### Your tasks
1. Please transcribe the part of the article on Egypt's pharma market from "Expanding local drug" to "and acetylsalicylic acid.".
2. In the article on Egypt's pharma market, rewrite the paragraph beginning "Expanding local drug production tops the state’s agenda" as a short bulleted list that keeps its main facts.
3. Write the next part of the article on Egypt's pharma market, picking up after its final sentence.

### Document segment
=== Section Start ===

So will expenditures: Pharma spending per capita will move from USD 40.1 in 2023 to USD 35.2 in 2028 and USD 44.4 in 2033, driven primarily by population growth and the implementation of universal health coverage. However, pharma spending as a percentage of total healthcare spending is expected to drop to 34.6% in 2033 from 36.1% in 2023 due downward pressure on drug prices and a faster expansion of medical services.
Egypt has the largest pharma market in North Africa, ranking ninth in the region and 72nd out of 109 markets globally. While the overall market is poised to expand, there are risks to pharma companies operating in the market, including a weakened currency and trade disruptions in the Red Sea.
The local market is relatively conducive to innovation: Egypt’s risk score stands at 58.1 out of 100, according to BMI’s Innovative Pharmaceuticals Risk/Reward Index (RRI), which measures the attractiveness of a country's pharma market for launching innovative meds. The score, which is higher than the regional average of 56.0, reflects “a matured pharma market, with an extensive domestic manufacturing capacity and an ever-expanding universal health coverage,” the report reads.
Expanding local drug production tops the state’s agenda: “Efforts to bolster the local pharma sector to reduce reliance on drug imports has risen to the top of Egypt's government’s agenda,” the report reads, citing a partnership between the Public Enterprises Ministry, state-owned pharma manufacturer HoldiPharma, and Indian drug producer SysChem as an example. The partners in 2022 kicked off a study on the country’s preparedness for the local production of key drug ingredients. The study focused on infrastructure, GMP compliance, and expanding production at El Nasr Pharma Chemicals Company for essential drugs like metformin, paracetamol, colchicine, and acetylsalicylic acid.
And so is increasing exports: The government expects pharma and cosmeceutical exports to reach USD 1.5 bn during the current fiscal year, up from 1 bn the previous fiscal year, and aims to push the number to USD 2 bn within two years and USD 3 bn before 2030, according to Prime Minister Moustafa Madbouly. Exports are set to expand over the medium term, according to the report. “Most exports will continue to target other Middle East and North Africa markets, with a focus on Saudi Arabia, the UAE, Iraq, Yemen, Sudan and Jordan,” the report said.

=== Section End ===

### Provided data
=== Section Start ===

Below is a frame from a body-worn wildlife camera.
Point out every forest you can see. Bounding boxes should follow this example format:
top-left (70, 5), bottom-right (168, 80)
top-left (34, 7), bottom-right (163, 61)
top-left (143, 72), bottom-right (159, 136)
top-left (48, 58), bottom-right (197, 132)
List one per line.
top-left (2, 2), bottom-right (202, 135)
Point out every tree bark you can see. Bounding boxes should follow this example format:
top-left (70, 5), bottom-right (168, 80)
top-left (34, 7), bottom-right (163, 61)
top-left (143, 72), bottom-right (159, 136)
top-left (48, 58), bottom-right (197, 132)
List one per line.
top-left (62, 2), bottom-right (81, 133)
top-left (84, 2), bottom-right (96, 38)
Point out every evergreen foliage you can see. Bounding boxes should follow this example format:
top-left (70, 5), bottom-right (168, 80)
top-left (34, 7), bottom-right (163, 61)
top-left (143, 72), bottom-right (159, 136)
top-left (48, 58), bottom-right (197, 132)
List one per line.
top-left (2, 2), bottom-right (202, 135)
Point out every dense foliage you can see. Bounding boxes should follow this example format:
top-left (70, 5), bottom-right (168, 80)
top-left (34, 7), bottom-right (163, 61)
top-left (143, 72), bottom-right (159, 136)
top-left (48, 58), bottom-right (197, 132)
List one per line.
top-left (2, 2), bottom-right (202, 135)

=== Section End ===
=== Section Start ===

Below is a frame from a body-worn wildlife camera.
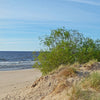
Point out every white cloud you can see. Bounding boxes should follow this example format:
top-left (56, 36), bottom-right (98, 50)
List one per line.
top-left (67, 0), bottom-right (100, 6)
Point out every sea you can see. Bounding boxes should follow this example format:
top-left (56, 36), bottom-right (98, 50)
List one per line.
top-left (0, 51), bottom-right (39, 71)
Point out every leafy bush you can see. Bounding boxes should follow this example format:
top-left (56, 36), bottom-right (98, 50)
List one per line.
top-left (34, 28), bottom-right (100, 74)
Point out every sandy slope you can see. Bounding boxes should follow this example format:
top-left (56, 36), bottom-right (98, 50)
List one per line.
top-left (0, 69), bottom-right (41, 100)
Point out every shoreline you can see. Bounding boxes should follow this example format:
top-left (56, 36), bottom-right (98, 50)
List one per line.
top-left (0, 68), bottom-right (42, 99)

=== Section End ===
=== Section Start ===

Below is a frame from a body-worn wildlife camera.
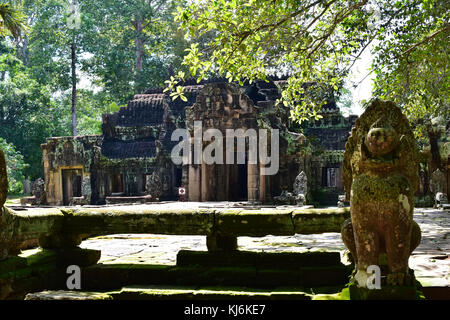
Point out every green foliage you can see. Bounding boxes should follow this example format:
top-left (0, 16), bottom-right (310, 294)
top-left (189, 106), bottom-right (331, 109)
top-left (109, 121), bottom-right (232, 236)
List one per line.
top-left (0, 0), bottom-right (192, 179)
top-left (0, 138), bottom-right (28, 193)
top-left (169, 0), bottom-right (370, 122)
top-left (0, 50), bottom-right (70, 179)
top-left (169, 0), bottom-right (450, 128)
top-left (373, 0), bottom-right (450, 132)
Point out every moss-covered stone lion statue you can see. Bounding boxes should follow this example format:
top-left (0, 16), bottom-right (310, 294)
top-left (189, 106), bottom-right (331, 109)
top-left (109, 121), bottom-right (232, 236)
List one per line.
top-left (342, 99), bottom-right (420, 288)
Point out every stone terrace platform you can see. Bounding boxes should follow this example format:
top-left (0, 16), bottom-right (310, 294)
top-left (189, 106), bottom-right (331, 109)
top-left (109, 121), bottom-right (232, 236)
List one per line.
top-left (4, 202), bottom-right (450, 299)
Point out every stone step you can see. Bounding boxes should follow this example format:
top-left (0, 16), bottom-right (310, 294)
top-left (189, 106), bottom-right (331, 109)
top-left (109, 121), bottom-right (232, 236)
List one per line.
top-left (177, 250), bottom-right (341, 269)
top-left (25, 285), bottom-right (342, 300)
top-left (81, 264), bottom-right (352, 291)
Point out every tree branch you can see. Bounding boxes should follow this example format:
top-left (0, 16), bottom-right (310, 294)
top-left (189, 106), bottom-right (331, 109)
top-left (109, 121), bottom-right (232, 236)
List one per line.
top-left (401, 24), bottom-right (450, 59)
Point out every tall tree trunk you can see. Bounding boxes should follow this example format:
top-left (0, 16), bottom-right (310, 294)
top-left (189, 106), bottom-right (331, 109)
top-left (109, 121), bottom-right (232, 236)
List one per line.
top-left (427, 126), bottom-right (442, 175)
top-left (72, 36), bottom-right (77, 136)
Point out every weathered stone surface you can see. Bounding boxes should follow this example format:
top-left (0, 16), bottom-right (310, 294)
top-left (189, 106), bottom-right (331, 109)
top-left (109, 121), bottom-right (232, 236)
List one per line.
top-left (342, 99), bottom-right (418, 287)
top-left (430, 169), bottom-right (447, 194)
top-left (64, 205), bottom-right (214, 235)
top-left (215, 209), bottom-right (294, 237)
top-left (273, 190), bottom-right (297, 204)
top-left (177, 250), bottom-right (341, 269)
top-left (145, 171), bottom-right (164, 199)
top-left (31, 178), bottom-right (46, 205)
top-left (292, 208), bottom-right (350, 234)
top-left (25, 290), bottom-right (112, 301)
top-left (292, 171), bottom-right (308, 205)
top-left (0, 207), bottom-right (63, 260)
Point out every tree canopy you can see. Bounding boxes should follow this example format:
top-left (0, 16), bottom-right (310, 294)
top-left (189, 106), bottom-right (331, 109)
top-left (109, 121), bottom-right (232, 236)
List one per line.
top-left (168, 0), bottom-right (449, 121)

=== Section End ===

### Answers to this exercise
1.
Expanding local drug production tops the state’s agenda: “Efforts to bolster the local pharma sector to reduce reliance on drug imports has risen to the top of Egypt's government’s agenda,” the report reads, citing a partnership between the Public Enterprises Ministry, state-owned pharma manufacturer HoldiPharma, and Indian drug producer SysChem as an example. The partners in 2022 kicked off a study on the country’s preparedness for the local production of key drug ingredients. The study focused on infrastructure, GMP compliance, and expanding production at El Nasr Pharma Chemicals Company for essential drugs like metformin, paracetamol, colchicine, and acetylsalicylic acid.

2.
- Egypt's government has made strengthening the local pharma sector and reducing reliance on drug imports a top priority.
- One example is a partnership between the Public Enterprises Ministry, state-owned manufacturer HoldiPharma, and Indian drug producer SysChem.
- In 2022 the partners started a study of Egypt's readiness to produce key drug ingredients locally.
- The study focused on infrastructure, GMP compliance, and expanding production at El Nasr Pharma Chemicals Company for essential drugs such as metformin, paracetamol, colchicine, and acetylsalicylic acid.

3.
The market is largely import-reliant: Despite the government’s efforts to achieve self-sufficiency in manufacturing, the market relies on imports — particularly for advanced meds — due to technological constraints and the limited capacity of local producers. Growing domestic production is expected to somewhat dampen this reliance, but raw materials will continue to be imported. Pharma imports are forecasted to grow to EGP 77.1 bn in 2024 from EGP 69.7 bn in 2023 before reaching EGP 118.9 bn in 2028. Roughly a third of our imports currently come from the EU.
MARKET SEGMENTS-
The local pharma market is expected to see growth across all segments, with generics and prescription drugs showing the strongest performance. Patented drugs and over-the-counter (OTC) drugs are projected to grow but lose market share over time.
Prescription drugs will remain to hold the lion’s share of the market in the medium-term, accounting for 87.2% of all pharma spending by 2028, up from 85.7% in 2023. Spending is forecasted to grow 5.8% y-o-y to EGP 125.3 bn in 2024 from EGP 118.4 bn in 2023 before hitting EGP 190.1 bn in 2028, delivering a five-year CAGR of 9.9%. This growth will be driven by a growing population, rising chronic disease burden, and the rollout of the country's health ins. system.
Generic drugs are next in line, projected to account for 66.9% of total drug spending and 76.7% of prescription spending by 2028. In the meantime, patented drugs will lose market share, declining to 19% of total pharma spending by 2033 from 20.7% in 2023 despite growth. Similarly, the market share of OTC drugs is forecasted to decline to 12.8% of total spending in 2028 from 14.3% in 2023.